▶ [Required action A]
In the biography of Eero Tarasti, rewrite the paragraph that begins "He received his Ph.D. degree" as a shorter version that keeps its main facts.
▶ [Required action B]
Edit the biography of Eero Tarasti by giving its text again, starting with "Eero Tarasti is" and going on through "with Kaisa Arjava.", with "piano teachers" changed to "piano instructors".
▶ [Required action C]
According to the biography of Eero Tarasti, whom did he succeed as Professor of Musicology in Helsinki in 1984?

Eero Aarne Pekka Tarasti (born 27 September 1948 in Helsinki), is a Finnish musicologist and semiologist, currently serving as Professor Emeritus of Musicology at the University of Helsinki.

He received his Ph.D. degree at the University of Helsinki in 1978, writing his dissertation Myth and Music on Richard Wagner, Jean Sibelius, and Igor Stravinsky. Then, Tarasti served at the University of Jyväskylä between 1979–1984, where he was appointed Professor of Arts Education in 1979 and Professor of Musicology in 1983. In 1984 he took the position of Professor of Musicology in Helsinki, succeeding Erik Tawaststjerna. Tarasti has held posts as Director or President in several semiotic and musical societies and since the 1970s has written and edited numerous books encompassing a semiotic approach to music. He has been the President of the International Association for Semiotic Studies (2004–2014), and the Director of the International Semiotics Institute.

Eero Tarasti is married to Eila Marita Elisabet Tarasti, pianist and musicologist

Education

Finland
Eero Tarasti went to school at Helsinki Normal Lyceum, the classical line, where he became baccalaureat in 1967 (with six laudaturs): Then he studied at the University of Helsinki 1967–1975, first theoretical philosophy, then sociology and aesthetics and, at the end, musicology.
He got his Ph.D. at the University of Helsinki 1978 with the thesis entitled Myth and Music (published in 1979 by Mouton de Gruyter, Berlin). At the same time he enrolled at
music studies (piano) at the Sibelius Academy, Helsinki 1967–1975. Among his piano teachers were Liisa Pohjola, Timo Mikkilä and Tapani Valsta. Earlier he had studied privately piano with Kaisa Arjava.

▶ [Stored data]
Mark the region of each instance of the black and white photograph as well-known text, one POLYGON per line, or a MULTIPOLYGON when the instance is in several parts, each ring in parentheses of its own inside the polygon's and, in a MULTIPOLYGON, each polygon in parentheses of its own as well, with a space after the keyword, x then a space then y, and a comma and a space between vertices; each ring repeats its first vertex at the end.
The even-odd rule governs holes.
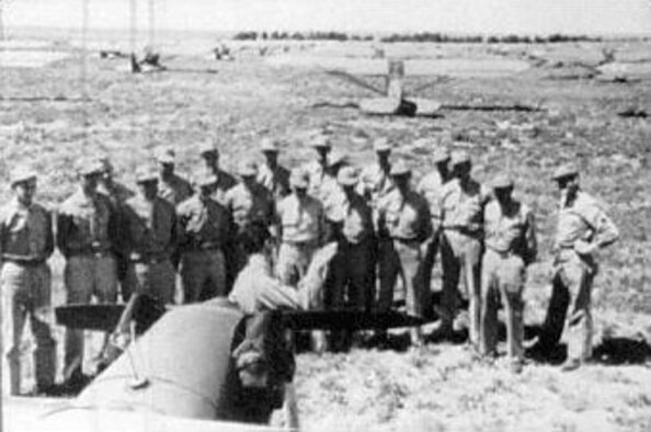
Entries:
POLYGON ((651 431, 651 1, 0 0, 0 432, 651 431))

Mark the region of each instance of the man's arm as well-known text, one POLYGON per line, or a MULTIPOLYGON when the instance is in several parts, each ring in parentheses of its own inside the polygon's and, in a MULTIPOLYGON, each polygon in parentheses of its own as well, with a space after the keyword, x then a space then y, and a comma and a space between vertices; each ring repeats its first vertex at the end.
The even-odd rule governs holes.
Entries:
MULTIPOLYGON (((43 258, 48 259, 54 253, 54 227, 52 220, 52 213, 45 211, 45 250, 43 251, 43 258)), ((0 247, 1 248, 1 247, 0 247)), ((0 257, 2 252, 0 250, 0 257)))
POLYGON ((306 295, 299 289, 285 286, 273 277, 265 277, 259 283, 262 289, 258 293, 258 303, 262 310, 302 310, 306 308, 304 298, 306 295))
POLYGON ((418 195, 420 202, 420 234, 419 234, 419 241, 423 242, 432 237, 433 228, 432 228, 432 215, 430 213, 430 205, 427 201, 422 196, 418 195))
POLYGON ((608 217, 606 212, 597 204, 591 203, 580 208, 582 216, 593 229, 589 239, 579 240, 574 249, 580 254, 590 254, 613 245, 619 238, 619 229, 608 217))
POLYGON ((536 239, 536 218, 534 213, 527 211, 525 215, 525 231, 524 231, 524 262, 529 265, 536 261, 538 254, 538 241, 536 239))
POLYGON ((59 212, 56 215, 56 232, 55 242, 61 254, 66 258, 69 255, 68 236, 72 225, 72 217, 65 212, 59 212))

* * *

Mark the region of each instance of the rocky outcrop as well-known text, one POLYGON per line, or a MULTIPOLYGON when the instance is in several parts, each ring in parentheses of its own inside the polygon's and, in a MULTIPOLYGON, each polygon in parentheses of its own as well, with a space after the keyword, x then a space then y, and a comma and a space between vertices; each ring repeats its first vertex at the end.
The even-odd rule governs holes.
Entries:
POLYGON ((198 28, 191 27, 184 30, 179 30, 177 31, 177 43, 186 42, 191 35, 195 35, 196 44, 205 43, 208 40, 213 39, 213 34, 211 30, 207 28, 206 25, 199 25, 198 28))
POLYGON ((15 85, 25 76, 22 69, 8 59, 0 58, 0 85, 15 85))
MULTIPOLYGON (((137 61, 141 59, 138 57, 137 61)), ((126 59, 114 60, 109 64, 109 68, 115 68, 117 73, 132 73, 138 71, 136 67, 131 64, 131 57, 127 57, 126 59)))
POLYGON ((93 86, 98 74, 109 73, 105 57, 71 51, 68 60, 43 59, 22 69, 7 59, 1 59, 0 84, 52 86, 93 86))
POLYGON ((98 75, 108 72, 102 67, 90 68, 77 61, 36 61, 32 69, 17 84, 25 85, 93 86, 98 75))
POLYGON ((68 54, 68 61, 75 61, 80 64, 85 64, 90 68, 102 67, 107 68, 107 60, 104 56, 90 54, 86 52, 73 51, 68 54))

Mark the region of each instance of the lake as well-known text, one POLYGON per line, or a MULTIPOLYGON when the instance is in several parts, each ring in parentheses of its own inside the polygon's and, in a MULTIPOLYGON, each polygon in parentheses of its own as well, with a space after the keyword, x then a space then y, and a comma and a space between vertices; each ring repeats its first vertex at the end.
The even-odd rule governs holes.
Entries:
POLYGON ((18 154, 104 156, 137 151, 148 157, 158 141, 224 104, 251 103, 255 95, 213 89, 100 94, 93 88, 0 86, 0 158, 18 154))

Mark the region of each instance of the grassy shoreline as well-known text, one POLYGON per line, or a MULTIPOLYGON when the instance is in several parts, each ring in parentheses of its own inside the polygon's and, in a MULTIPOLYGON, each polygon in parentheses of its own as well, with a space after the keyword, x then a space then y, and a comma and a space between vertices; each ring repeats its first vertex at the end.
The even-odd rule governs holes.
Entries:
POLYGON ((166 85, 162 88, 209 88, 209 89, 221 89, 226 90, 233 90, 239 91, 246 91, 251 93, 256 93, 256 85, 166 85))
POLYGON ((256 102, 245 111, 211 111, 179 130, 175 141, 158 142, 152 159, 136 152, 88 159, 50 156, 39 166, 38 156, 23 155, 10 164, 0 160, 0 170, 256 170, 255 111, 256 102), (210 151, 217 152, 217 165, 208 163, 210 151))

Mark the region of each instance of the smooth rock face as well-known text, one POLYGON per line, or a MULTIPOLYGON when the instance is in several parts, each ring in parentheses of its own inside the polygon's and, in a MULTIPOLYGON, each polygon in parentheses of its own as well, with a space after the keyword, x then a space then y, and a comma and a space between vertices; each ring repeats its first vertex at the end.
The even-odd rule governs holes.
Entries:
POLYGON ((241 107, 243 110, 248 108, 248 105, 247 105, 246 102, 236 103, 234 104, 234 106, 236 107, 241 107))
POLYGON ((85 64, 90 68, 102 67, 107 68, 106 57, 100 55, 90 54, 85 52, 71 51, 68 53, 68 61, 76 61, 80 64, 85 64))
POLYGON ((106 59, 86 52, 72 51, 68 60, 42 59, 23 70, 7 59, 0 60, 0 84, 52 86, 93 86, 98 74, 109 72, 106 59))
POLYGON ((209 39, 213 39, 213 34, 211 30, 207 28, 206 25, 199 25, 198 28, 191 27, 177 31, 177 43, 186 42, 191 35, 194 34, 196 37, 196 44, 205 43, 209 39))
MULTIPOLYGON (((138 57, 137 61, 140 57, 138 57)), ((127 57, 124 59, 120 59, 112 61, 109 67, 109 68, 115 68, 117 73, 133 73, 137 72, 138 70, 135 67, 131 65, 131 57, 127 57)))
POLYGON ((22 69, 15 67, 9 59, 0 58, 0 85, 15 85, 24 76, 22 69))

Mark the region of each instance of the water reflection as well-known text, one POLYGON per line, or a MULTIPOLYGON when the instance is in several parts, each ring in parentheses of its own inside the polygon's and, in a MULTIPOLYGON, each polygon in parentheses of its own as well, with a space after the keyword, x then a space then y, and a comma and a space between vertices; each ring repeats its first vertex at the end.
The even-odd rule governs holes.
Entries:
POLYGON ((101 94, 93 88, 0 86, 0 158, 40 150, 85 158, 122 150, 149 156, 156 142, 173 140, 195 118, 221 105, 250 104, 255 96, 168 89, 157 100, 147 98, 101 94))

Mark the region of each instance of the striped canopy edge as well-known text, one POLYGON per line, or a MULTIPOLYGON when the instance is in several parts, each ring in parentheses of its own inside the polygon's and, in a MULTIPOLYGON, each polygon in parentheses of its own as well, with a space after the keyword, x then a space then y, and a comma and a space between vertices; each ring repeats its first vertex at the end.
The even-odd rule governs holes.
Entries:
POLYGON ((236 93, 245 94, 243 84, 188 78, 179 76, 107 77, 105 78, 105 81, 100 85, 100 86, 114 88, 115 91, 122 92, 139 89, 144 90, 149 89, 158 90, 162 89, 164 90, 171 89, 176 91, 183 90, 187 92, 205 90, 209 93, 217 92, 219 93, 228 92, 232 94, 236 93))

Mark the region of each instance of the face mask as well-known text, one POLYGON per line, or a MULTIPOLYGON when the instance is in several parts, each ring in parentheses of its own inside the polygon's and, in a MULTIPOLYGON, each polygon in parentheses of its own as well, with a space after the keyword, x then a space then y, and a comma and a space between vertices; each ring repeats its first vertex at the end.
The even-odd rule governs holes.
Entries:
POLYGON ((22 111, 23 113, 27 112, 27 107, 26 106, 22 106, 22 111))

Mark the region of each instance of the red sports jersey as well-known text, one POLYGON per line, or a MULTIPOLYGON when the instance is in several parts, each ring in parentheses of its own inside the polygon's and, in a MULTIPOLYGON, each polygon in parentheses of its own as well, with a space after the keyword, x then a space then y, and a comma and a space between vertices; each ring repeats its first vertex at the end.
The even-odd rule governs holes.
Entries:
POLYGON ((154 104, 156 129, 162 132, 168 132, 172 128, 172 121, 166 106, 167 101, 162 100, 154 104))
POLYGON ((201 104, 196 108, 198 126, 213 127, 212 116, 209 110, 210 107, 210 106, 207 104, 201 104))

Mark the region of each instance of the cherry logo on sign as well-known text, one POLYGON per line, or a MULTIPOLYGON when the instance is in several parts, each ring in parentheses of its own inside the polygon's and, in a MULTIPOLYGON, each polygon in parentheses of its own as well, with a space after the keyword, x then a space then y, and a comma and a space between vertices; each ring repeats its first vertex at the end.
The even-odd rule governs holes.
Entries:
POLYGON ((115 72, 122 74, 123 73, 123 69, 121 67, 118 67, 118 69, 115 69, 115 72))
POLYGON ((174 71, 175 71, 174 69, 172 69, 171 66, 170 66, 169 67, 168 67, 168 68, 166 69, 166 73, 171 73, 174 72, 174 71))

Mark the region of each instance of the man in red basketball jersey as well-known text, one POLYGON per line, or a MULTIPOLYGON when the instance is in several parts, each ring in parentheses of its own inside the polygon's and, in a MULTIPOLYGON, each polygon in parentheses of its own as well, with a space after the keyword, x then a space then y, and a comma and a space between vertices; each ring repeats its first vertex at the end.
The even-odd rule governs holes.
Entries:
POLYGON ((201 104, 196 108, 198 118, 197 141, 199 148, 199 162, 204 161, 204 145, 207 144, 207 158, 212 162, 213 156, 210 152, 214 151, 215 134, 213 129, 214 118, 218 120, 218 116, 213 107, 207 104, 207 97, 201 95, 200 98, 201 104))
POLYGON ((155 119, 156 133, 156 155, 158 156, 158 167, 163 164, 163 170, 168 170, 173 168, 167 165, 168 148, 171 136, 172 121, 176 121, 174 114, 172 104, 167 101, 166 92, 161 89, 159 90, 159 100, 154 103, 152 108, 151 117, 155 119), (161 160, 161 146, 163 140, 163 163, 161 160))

▶ [Worked solution A]
Tarasti earned his Ph.D. at the University of Helsinki in 1978 with the dissertation Myth and Music, on Wagner, Sibelius and Stravinsky. From 1979 to 1984 he served at the University of Jyväskylä, becoming Professor of Arts Education in 1979 and Professor of Musicology in 1983. In 1984 he succeeded Erik Tawaststjerna as Professor of Musicology in Helsinki. He has led several semiotic and musical societies and, since the 1970s, has written and edited many books taking a semiotic approach to music. He was President of the International Association for Semiotic Studies (2004–2014) and Director of the International Semiotics Institute.

▶ [Worked solution B]
Eero Tarasti is married to Eila Marita Elisabet Tarasti, pianist and musicologist

Education

Finland
Eero Tarasti went to school at Helsinki Normal Lyceum, the classical line, where he became baccalaureat in 1967 (with six laudaturs): Then he studied at the University of Helsinki 1967–1975, first theoretical philosophy, then sociology and aesthetics and, at the end, musicology.
He got his Ph.D. at the University of Helsinki 1978 with the thesis entitled Myth and Music (published in 1979 by Mouton de Gruyter, Berlin). At the same time he enrolled at
music studies (piano) at the Sibelius Academy, Helsinki 1967–1975. Among his piano instructors were Liisa Pohjola, Timo Mikkilä and Tapani Valsta. Earlier he had studied privately piano with Kaisa Arjava.

▶ [Worked solution C]
He succeeded Erik Tawaststjerna.